[Begin Available data]

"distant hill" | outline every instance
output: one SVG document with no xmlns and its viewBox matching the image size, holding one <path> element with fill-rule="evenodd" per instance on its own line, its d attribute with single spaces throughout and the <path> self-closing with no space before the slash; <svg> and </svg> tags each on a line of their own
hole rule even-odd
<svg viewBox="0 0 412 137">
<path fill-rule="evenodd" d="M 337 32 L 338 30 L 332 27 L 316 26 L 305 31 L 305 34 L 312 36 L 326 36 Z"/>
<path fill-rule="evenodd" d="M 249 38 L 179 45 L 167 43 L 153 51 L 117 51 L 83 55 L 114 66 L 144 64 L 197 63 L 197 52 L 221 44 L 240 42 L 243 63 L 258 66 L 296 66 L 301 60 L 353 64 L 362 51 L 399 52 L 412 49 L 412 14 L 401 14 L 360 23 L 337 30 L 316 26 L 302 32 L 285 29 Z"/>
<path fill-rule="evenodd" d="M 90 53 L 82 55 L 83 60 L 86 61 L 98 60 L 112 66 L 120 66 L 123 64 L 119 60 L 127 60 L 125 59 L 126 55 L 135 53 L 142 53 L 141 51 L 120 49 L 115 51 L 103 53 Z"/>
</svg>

[End Available data]

> Direction:
Please locate each line of the entries that contains the word "instance", and copy every such line in full.

> Answer to this exercise:
"distant hill" | outline every instance
output: one SVG document with no xmlns and its viewBox matching the image size, holding one <path> element with fill-rule="evenodd" per instance on its own line, its d attribute with single spaces throughout and the <path> self-closing with no space before the slash; <svg> and </svg> tags each on a line of their own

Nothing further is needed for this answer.